(Coordinate labeling records)

---

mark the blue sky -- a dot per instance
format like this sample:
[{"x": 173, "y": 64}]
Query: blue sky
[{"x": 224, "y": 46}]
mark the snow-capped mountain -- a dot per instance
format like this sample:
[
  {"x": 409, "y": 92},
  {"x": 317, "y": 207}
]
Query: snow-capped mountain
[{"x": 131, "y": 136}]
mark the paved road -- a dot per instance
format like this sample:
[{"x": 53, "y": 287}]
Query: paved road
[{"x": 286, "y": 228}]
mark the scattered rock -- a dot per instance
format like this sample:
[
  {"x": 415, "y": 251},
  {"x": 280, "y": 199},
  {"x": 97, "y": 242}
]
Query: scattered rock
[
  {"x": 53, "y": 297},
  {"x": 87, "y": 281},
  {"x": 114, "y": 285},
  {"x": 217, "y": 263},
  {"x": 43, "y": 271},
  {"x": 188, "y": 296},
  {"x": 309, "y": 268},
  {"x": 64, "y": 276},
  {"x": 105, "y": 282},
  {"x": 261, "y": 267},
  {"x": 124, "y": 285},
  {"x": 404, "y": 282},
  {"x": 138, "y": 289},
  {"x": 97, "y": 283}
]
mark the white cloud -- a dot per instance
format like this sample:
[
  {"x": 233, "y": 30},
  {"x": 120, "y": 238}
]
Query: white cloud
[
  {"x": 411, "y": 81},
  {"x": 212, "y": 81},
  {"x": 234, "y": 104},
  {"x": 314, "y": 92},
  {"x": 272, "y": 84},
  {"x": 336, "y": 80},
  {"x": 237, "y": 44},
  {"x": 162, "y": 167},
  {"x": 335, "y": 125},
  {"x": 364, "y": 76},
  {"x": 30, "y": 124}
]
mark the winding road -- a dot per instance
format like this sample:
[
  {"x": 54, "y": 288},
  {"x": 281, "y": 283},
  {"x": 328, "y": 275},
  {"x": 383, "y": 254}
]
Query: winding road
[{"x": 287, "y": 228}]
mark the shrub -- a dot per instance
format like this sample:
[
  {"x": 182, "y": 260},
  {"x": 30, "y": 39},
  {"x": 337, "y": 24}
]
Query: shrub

---

(Instructions to follow)
Render every line of the records above as a numbered list, leaving out any blank lines.

(Solution)
1. mark the blue sky -- a dot per instance
2. format like this sample:
3. [{"x": 173, "y": 64}]
4. Query: blue sky
5. [{"x": 224, "y": 46}]
6. mark the snow-capped mountain -- a dot per instance
7. format like this sample:
8. [
9.   {"x": 409, "y": 92},
10.   {"x": 317, "y": 207}
11. ]
12. Query: snow-capped mountain
13. [{"x": 131, "y": 136}]
14. mark the paved road -- a dot per instance
15. format like this sample:
16. [{"x": 53, "y": 287}]
17. Query: paved road
18. [{"x": 286, "y": 228}]
19. mark the scattered rock -- a dot per instance
20. format like this sample:
21. [
22.   {"x": 415, "y": 251},
23.   {"x": 280, "y": 199},
24.   {"x": 97, "y": 242}
25. ]
26. Query: scattered rock
27. [
28.   {"x": 53, "y": 297},
29.   {"x": 87, "y": 281},
30.   {"x": 114, "y": 285},
31.   {"x": 217, "y": 263},
32.   {"x": 43, "y": 271},
33.   {"x": 188, "y": 296},
34.   {"x": 309, "y": 268},
35.   {"x": 64, "y": 276},
36.   {"x": 105, "y": 282},
37.   {"x": 261, "y": 267},
38.   {"x": 124, "y": 285},
39.   {"x": 404, "y": 282},
40.   {"x": 138, "y": 289},
41.   {"x": 97, "y": 283}
42. ]
43. mark the white cloud -- a dot per instance
44. format like this sample:
45. [
46.   {"x": 233, "y": 30},
47.   {"x": 120, "y": 238}
48. ]
49. Query: white cloud
50. [
51.   {"x": 411, "y": 81},
52.   {"x": 212, "y": 81},
53.   {"x": 234, "y": 104},
54.   {"x": 314, "y": 92},
55.   {"x": 272, "y": 84},
56.   {"x": 336, "y": 80},
57.   {"x": 237, "y": 44},
58.   {"x": 162, "y": 167},
59.   {"x": 335, "y": 125},
60.   {"x": 364, "y": 76},
61.   {"x": 30, "y": 124}
62. ]
63. mark the winding road -- a dot per instance
64. format like this sample:
65. [
66.   {"x": 54, "y": 288},
67.   {"x": 281, "y": 283},
68.   {"x": 328, "y": 275},
69.   {"x": 383, "y": 254}
70. ]
71. Query: winding road
72. [{"x": 287, "y": 228}]
73. mark the shrub -- a dot per instance
74. format like this sample:
75. [
76.   {"x": 182, "y": 260},
77.   {"x": 30, "y": 39},
78.   {"x": 337, "y": 24}
79. ]
80. Query: shrub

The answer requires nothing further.